» **Stated exercise**:
Reproduce the records below as a numbered list, everything from the line containing "Element lookup — where exactly is the fallen" down to and including the line containing "xmin=449 ymin=138 xmax=829 ymax=680", with blank lines left out.

-------------------------

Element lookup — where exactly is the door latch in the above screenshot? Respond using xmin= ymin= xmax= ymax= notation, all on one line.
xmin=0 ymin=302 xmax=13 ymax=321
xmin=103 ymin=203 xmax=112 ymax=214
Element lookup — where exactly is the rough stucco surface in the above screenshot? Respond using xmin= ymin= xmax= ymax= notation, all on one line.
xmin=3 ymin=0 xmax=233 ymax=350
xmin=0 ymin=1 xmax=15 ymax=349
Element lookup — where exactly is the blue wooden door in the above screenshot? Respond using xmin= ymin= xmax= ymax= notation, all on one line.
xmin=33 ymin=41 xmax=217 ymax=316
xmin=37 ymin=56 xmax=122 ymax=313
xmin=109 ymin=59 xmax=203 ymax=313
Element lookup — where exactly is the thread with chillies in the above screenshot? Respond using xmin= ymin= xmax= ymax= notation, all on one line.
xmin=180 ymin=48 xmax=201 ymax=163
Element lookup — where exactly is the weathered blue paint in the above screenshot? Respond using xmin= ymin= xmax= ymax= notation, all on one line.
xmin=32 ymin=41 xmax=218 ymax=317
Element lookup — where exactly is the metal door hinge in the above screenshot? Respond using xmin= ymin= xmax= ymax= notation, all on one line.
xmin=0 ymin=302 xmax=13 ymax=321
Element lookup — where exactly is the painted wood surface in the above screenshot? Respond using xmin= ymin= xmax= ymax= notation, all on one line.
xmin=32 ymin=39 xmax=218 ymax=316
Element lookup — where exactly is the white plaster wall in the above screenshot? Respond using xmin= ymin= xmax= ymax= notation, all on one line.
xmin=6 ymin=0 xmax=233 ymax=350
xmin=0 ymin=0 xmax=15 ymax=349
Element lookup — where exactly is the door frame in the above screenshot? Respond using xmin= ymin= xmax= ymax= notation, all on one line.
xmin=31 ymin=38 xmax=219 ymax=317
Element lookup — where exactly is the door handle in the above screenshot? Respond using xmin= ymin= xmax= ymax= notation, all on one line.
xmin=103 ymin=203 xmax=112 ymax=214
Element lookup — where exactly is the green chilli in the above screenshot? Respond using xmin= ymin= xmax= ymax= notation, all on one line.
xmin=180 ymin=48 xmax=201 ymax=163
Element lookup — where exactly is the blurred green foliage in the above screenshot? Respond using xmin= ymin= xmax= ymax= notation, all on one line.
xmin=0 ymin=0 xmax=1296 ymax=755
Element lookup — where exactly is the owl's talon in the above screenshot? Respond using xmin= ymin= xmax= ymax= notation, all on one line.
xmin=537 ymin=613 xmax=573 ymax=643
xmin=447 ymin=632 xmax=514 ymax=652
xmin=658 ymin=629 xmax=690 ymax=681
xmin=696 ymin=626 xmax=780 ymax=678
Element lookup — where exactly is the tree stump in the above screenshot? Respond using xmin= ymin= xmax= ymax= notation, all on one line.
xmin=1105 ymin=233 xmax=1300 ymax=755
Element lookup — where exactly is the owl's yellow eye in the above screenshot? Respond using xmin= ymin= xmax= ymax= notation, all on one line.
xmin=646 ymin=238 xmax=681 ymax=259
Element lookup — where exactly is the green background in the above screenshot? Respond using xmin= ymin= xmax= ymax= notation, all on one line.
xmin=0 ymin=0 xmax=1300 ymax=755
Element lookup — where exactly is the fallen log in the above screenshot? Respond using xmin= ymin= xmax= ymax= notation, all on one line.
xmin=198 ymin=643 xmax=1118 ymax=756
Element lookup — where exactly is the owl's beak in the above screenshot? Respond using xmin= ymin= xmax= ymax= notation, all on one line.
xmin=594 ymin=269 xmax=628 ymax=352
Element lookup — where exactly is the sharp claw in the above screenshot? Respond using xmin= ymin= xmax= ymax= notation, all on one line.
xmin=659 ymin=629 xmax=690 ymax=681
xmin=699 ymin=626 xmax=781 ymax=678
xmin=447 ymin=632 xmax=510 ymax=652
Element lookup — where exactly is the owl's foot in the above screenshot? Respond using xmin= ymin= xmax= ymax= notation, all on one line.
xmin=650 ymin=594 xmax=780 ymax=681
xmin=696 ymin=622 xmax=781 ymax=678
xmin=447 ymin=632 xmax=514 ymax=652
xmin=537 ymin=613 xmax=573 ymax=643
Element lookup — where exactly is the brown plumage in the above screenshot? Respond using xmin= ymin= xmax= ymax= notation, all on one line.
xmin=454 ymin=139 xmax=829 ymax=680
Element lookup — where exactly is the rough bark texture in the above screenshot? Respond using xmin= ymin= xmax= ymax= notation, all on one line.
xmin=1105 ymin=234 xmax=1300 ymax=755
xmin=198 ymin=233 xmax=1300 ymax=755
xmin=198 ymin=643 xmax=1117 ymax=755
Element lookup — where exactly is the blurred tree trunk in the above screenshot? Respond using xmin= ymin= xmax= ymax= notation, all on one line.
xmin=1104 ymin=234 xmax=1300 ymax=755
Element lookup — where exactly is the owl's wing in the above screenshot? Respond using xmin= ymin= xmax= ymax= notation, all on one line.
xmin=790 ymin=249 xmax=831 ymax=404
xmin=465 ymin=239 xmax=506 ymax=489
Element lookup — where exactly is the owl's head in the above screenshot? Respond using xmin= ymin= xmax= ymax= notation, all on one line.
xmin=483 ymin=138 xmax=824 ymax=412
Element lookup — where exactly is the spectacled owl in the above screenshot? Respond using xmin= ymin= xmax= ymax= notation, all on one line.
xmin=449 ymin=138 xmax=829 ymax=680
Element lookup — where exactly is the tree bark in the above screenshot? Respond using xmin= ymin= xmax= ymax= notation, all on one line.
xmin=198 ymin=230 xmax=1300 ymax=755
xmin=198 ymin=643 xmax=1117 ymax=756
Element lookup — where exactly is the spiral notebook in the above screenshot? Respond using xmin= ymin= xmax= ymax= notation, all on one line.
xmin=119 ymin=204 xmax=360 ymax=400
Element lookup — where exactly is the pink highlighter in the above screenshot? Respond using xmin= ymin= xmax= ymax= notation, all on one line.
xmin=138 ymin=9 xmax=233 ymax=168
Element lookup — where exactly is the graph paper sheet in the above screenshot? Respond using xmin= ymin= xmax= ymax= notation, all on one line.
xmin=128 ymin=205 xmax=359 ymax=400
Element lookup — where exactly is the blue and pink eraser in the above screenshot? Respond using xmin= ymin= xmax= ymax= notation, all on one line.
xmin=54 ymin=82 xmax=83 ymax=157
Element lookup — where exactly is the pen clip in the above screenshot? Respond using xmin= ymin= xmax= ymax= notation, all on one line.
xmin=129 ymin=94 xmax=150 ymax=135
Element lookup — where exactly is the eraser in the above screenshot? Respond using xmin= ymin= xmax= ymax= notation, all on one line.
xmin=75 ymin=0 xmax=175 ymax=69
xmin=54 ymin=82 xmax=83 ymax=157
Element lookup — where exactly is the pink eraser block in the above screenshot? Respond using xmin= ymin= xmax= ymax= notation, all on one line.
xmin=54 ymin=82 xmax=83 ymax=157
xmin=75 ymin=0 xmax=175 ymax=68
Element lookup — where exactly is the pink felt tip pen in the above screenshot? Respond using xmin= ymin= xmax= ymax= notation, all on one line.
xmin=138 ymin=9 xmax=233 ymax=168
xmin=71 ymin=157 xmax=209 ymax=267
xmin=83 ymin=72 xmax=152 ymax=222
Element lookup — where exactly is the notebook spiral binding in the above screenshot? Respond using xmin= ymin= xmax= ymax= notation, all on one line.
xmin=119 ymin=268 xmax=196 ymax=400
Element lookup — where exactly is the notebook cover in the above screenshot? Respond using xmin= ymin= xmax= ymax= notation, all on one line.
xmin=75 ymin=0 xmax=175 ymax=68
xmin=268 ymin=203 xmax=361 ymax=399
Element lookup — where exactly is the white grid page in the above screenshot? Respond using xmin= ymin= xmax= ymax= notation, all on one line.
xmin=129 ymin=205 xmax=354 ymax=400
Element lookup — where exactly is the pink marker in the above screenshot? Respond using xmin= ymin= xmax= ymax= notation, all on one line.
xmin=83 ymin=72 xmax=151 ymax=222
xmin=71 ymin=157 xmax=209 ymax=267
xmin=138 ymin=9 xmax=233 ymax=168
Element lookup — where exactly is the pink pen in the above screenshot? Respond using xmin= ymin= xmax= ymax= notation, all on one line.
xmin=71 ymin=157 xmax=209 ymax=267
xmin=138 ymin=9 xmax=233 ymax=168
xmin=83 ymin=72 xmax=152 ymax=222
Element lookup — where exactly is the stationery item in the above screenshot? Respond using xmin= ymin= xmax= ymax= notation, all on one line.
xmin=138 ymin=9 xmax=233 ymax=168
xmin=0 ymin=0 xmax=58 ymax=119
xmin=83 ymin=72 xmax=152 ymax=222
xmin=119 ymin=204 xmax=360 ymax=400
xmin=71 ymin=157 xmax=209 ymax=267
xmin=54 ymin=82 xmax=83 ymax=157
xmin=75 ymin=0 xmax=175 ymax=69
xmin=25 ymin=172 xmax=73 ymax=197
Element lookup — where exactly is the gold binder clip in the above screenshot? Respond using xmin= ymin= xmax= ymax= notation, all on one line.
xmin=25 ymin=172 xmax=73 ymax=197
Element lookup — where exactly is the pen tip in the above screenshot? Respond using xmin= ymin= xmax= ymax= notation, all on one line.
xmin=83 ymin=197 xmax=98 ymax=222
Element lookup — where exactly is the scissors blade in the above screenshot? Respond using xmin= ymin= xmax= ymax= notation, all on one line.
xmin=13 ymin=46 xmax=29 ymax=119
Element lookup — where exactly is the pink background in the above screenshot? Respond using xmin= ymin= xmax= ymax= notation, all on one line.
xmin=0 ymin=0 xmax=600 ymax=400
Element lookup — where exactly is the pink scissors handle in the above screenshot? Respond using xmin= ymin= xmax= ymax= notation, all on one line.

-------------------------

» **Answer below**:
1. Element lookup — where exactly is the fallen log in the above screenshot? Respond using xmin= ymin= xmax= ymax= notation, all on one line.
2. xmin=198 ymin=643 xmax=1118 ymax=756
3. Element lookup — where exactly is the owl's beak in the above screenshot? Respond using xmin= ymin= xmax= ymax= notation, all on one line.
4. xmin=594 ymin=269 xmax=628 ymax=352
5. Element lookup — where exactly is the sharp claw in the above screenshot? Respond using xmin= ymin= xmax= ymax= notation, all on one line.
6. xmin=659 ymin=629 xmax=690 ymax=681
7. xmin=699 ymin=626 xmax=781 ymax=678
8. xmin=447 ymin=632 xmax=510 ymax=652
9. Element lookup — where exactly is the owl's foot in the above screenshot? Respond using xmin= ymin= xmax= ymax= notation, all on one line.
10. xmin=650 ymin=594 xmax=780 ymax=681
11. xmin=696 ymin=622 xmax=781 ymax=678
12. xmin=447 ymin=632 xmax=514 ymax=652
13. xmin=537 ymin=613 xmax=573 ymax=643
14. Element lookup — where exactly is the brown plumage in the above screenshot? Respond using xmin= ymin= xmax= ymax= notation, all on one line.
15. xmin=454 ymin=139 xmax=829 ymax=680
16. Element lookup — where exactly is the rough bark texture in the above screenshot? Respond using xmin= ymin= xmax= ymax= notation, all on one line.
17. xmin=1105 ymin=234 xmax=1300 ymax=755
18. xmin=198 ymin=233 xmax=1300 ymax=755
19. xmin=198 ymin=643 xmax=1117 ymax=755
20. Element lookup — where exactly is the blurred tree trunk in the above screenshot? Respond using xmin= ymin= xmax= ymax= notation, all on one line.
21. xmin=1104 ymin=234 xmax=1300 ymax=755
22. Element lookup — where exactly is the owl's wing in the above screenshot? Respond using xmin= ymin= xmax= ymax= notation, all on one line.
23. xmin=790 ymin=249 xmax=831 ymax=404
24. xmin=465 ymin=239 xmax=506 ymax=489
25. Element lookup — where exactly is the owl's head in the above screenshot? Respond using xmin= ymin= xmax= ymax= notation, all on one line.
26. xmin=483 ymin=138 xmax=824 ymax=412
27. Element lookup — where exactly is the spectacled owl in the above screenshot? Respond using xmin= ymin= xmax= ymax= notation, all on one line.
28. xmin=449 ymin=138 xmax=829 ymax=680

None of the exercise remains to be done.